### Work instructions:
Report the number of lines in the records that contain the word "frame". Give only the number.

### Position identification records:
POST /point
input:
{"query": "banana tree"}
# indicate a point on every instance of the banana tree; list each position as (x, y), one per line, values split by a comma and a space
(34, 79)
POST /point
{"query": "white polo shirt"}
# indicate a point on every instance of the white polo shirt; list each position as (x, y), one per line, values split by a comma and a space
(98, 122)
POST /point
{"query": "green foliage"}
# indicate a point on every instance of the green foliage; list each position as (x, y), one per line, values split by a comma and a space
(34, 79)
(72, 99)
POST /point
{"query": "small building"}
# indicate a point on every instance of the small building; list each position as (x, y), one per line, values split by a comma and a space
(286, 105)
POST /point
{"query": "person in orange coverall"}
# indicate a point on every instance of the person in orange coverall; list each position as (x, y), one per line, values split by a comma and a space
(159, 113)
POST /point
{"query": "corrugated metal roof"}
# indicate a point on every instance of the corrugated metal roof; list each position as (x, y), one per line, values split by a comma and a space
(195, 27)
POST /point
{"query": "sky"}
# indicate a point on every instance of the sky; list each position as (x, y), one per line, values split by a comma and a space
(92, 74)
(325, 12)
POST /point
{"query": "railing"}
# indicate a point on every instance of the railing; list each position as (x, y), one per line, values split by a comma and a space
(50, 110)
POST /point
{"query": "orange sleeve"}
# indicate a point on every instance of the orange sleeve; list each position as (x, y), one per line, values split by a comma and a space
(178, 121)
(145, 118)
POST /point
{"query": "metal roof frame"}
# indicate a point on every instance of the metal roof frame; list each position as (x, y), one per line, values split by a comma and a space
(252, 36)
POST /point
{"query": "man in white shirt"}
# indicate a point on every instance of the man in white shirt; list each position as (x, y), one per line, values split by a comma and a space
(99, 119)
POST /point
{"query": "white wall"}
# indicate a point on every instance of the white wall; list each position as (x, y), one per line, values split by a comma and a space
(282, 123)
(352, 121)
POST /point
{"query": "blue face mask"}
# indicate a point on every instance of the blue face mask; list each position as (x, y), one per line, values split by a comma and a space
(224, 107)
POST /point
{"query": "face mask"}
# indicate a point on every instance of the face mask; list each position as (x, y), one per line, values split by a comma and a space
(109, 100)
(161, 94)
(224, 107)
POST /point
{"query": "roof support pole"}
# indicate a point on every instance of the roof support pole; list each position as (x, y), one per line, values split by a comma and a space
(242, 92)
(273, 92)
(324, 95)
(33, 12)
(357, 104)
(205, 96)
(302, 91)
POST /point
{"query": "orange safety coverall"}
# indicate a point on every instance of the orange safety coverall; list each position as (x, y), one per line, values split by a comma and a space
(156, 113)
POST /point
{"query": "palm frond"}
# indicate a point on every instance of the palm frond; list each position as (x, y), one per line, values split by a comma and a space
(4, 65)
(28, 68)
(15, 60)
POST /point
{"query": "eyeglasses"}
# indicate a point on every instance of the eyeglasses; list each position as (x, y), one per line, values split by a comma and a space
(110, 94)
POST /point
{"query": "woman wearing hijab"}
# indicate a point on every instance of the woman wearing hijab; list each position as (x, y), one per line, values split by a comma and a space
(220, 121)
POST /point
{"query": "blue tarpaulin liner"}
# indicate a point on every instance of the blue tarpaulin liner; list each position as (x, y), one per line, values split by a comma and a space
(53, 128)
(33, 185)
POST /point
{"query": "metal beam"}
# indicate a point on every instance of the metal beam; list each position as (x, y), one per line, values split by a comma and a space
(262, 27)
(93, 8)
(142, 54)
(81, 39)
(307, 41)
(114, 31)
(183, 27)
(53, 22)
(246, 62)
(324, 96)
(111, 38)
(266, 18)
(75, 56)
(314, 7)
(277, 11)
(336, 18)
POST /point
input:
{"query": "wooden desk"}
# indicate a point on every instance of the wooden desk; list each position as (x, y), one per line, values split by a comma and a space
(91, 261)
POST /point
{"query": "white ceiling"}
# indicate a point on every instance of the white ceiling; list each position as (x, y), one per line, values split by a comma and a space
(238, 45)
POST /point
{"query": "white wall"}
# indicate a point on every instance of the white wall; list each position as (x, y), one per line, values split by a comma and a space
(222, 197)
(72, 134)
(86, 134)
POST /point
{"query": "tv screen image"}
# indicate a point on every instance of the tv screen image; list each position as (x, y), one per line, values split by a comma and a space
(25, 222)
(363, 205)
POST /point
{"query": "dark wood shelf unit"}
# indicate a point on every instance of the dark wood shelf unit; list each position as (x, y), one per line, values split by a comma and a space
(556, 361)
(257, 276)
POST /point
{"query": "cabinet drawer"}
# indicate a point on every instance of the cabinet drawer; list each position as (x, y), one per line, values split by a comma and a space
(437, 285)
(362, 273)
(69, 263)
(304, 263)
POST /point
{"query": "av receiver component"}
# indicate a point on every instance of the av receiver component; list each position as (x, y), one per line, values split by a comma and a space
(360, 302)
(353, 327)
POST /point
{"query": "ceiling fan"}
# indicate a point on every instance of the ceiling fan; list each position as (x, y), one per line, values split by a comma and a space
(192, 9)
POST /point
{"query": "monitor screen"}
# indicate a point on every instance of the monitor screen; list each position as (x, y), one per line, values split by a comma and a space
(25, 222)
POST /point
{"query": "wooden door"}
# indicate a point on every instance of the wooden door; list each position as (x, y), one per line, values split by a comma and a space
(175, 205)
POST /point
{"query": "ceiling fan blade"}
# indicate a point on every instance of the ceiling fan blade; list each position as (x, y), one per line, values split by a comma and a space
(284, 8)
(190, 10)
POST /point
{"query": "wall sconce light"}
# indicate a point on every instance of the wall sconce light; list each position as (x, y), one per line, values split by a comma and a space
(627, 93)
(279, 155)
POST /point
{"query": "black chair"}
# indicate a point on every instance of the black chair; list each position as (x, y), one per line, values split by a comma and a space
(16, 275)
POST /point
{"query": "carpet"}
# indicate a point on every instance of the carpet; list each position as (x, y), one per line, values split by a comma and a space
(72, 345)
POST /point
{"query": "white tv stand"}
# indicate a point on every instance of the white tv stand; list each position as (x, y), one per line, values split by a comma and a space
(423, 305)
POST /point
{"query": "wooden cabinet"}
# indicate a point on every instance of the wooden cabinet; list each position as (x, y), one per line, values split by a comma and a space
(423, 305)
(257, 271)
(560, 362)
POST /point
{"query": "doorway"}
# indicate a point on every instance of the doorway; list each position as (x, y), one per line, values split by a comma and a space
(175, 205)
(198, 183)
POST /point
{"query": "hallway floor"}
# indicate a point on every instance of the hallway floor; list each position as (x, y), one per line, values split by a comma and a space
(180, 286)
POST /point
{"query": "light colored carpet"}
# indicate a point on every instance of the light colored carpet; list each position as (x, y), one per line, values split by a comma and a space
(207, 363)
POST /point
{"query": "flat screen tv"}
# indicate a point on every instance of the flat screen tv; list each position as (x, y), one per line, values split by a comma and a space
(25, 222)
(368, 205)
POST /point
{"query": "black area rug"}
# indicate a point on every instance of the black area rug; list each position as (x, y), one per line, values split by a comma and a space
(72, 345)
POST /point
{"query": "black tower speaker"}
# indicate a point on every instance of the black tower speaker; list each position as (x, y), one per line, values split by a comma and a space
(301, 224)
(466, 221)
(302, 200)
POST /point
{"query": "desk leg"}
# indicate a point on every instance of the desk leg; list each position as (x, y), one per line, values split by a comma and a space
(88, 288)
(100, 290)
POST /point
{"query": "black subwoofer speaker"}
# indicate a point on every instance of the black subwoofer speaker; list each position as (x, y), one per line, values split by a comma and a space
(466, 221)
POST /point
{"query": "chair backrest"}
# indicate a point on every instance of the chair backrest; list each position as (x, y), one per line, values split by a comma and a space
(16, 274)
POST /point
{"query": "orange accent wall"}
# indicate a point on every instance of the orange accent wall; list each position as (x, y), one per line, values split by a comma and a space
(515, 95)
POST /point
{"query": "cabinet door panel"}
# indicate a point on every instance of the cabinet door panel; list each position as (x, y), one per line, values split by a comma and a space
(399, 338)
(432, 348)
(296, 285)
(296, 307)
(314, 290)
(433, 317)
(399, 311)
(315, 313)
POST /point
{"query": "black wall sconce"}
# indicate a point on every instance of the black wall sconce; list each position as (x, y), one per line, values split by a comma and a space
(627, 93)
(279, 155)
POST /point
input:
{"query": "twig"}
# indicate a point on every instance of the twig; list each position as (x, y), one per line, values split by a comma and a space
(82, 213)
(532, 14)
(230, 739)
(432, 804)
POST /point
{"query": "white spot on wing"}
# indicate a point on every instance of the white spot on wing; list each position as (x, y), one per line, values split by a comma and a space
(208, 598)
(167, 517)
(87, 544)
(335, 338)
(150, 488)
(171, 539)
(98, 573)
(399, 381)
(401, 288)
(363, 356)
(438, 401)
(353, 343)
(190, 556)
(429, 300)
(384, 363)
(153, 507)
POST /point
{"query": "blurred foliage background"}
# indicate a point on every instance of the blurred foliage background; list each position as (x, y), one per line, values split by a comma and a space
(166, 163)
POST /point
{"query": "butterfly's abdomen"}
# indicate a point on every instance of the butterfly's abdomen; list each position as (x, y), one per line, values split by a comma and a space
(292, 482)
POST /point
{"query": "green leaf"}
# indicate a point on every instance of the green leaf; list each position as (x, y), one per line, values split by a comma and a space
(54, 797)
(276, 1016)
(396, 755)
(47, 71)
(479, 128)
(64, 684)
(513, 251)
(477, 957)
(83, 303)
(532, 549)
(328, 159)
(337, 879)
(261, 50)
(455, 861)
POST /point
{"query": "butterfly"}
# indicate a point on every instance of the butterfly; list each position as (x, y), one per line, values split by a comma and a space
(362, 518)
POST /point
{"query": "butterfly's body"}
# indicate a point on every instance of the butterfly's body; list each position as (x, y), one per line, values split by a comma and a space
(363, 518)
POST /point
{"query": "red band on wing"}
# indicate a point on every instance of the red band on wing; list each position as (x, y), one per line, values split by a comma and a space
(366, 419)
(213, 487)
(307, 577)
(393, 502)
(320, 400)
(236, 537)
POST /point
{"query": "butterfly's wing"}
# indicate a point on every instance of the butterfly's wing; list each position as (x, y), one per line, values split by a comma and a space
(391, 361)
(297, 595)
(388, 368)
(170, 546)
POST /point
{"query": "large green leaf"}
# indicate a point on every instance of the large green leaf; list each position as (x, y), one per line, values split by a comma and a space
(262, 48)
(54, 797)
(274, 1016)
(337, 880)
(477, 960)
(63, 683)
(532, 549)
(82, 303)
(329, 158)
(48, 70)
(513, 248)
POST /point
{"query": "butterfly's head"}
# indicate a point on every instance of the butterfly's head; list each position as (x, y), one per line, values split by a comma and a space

### Result of this task:
2